* **Text**
** START **

Welcome to Excel and

Finance Video Number 19. Hey, if you want to download

the PDFs or our Excel file, click on the link

below the video and you download the chapter 3

for this finance class files, both PDF and Excel. Hey– oh, wow, we get to talk

about profitability ratios, profitability ratios. What is the return? Well, profit margin

we've already looked at. That we looked at when we did

common-sized income statements. It's simply net income

divided by sales. That means for every $1 of

sales, what is the net income? For every $1 of sales, how many

pennies of that is our profit? Now here's some points. Just simply– if you have

a high profit margin, a couple things

could be happening. One is maybe you're managing

expenses really well, especially in comparison to

some other business, right? Another possibility–

what if like Whole Foods, they have a kind of a premium

product, there's not very many other people that

specialize like they do an all-organic, all-natural

foods, so they can charge a little bit more, all right? So high profit margin

is probably pretty good, low profit margin is

probably not so good.

** END **

* **Extracted material**
** START **

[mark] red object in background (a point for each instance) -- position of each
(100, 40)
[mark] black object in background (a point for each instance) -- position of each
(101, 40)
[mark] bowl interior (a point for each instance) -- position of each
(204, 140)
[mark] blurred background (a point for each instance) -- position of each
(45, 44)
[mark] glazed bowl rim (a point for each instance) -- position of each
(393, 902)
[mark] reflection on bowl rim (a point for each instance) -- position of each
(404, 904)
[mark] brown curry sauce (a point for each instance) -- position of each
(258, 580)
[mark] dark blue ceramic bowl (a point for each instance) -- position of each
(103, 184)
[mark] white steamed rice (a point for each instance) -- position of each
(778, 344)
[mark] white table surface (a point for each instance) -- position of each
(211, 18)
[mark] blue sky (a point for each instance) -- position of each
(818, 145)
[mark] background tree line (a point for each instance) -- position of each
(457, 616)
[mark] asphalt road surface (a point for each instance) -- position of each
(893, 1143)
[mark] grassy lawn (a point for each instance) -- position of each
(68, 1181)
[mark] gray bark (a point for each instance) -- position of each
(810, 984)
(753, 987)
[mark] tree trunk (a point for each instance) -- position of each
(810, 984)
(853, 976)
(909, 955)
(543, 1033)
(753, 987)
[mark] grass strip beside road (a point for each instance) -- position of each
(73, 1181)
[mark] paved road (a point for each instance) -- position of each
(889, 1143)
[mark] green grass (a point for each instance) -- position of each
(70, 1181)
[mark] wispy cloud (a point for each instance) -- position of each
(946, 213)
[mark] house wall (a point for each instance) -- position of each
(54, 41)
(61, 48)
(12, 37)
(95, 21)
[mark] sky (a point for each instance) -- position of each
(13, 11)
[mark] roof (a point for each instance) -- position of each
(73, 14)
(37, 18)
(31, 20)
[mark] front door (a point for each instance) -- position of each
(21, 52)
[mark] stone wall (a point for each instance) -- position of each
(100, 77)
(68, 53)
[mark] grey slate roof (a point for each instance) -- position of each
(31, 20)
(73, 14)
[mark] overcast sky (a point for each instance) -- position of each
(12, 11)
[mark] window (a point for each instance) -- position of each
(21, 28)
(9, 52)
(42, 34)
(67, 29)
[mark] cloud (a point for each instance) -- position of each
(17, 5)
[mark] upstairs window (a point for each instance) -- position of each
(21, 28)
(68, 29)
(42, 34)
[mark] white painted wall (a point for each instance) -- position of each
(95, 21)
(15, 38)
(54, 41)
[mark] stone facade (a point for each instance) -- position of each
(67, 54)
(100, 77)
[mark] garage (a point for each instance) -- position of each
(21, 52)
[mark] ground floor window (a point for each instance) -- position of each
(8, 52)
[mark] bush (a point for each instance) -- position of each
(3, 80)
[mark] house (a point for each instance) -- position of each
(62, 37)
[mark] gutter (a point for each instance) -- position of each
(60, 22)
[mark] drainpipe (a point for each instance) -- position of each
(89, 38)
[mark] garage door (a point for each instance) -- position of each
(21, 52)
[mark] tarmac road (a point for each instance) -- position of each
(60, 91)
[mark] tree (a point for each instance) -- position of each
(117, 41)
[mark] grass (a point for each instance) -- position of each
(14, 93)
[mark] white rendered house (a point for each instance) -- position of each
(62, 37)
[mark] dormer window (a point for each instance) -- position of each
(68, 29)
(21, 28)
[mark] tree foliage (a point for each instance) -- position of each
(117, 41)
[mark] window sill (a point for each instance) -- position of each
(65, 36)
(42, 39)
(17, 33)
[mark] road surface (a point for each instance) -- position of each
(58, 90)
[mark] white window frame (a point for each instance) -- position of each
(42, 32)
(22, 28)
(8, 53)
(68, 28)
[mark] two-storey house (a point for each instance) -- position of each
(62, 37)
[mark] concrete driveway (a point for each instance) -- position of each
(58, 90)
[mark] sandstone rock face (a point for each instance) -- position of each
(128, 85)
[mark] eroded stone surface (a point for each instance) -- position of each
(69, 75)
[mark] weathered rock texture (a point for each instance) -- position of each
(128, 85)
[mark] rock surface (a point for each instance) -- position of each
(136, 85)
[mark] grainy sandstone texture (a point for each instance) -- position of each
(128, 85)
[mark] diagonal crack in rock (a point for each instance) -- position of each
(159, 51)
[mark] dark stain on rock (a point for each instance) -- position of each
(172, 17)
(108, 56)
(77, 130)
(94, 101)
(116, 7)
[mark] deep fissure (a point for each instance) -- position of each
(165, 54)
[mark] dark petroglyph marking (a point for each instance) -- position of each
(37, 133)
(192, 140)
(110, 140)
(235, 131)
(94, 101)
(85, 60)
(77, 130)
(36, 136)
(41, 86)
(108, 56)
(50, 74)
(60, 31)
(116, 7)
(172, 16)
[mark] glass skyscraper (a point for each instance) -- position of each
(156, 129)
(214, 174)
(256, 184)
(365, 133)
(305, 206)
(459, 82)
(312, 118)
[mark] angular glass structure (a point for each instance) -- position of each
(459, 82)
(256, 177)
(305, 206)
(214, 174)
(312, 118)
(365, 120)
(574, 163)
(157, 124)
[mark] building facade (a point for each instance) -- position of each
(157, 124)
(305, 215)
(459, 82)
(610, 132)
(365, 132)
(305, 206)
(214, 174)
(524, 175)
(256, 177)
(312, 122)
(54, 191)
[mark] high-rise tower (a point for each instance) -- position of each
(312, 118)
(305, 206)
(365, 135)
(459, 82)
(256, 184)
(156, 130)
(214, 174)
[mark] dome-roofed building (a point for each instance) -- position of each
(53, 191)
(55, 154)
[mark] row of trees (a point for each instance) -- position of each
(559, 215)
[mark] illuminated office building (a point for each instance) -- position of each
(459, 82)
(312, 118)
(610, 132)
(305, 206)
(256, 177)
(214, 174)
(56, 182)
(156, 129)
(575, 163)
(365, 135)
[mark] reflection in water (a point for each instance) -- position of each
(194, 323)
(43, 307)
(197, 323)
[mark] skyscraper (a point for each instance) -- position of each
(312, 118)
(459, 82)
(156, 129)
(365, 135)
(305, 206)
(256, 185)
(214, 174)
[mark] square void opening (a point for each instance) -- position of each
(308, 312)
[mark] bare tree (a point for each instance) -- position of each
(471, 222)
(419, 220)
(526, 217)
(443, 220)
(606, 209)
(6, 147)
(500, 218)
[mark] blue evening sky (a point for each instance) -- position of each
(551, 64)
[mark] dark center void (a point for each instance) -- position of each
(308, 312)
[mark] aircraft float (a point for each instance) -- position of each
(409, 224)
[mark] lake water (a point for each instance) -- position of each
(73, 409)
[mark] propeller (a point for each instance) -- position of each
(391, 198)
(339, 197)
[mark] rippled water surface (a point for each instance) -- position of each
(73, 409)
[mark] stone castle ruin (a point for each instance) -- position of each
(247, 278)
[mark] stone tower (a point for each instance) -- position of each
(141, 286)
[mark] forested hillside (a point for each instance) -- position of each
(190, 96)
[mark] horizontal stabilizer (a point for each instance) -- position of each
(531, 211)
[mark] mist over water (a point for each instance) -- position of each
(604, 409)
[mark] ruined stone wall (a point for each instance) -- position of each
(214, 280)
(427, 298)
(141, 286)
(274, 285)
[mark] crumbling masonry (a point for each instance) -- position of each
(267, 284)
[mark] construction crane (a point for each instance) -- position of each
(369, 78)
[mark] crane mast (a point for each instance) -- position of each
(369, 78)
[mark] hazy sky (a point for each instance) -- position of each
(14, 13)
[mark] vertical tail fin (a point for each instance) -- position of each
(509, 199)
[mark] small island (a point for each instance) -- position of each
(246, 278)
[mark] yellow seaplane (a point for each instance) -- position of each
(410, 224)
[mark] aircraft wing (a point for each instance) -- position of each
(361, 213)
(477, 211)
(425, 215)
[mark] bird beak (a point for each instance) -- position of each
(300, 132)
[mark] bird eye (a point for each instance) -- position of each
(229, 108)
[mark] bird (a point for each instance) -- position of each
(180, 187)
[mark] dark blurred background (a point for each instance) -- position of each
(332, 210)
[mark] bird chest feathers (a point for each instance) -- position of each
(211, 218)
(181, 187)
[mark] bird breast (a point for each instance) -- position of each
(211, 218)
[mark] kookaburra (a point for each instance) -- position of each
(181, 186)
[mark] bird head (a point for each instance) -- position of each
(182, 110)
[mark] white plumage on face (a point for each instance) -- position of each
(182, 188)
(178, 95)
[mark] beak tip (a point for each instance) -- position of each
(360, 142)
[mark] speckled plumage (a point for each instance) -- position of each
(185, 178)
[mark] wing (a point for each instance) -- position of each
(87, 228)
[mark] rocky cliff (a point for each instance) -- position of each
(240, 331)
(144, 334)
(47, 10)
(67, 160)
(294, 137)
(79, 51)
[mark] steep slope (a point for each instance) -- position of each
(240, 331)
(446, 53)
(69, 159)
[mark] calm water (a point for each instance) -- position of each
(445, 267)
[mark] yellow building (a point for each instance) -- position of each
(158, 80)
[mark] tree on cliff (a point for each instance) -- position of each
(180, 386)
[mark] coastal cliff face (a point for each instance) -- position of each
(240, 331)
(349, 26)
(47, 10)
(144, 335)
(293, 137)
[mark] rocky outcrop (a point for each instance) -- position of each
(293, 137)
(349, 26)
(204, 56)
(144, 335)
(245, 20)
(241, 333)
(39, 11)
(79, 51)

** END **

* **Written request 1**
Please repeat the finance video transcript word for word, starting at "specialize like they" and ending at "not so good.".
* **Written request 2**
Write the next part of the finance video transcript on profitability ratios, picking up after its final sentence.

* **Exercise output 1**
specialize like they do an all-organic, all-natural

foods, so they can charge a little bit more, all right? So high profit margin

is probably pretty good, low profit margin is

probably not so good.

* **Exercise output 2**
Oh, but wait a second. There are businesses

that totally have low profit margins. But maybe they have instead

of a high profit margin generating their profits,

maybe they have high volume. Actually, a lot of supermarkets

have very low profit margins but high turnover. Profit margin. Return on assets, sometimes

also said return on investment. But return on assets, I like

that one because it's just, hey, for every $1 of

asset, what's the profit? Also, return on equity,

very important ratio throughout this book

and throughout finance, return on equity is everywhere.

Now this is pretty

important– net income divided by total equity. So think about

this– $1 of equity, if we paid out all of the net

income to the stockholder, right? It would– this ratio would

give you how many pennies they get for every dollar

goes to the stockholder. Now think about this– even– our net income, we saw

this on the income statement.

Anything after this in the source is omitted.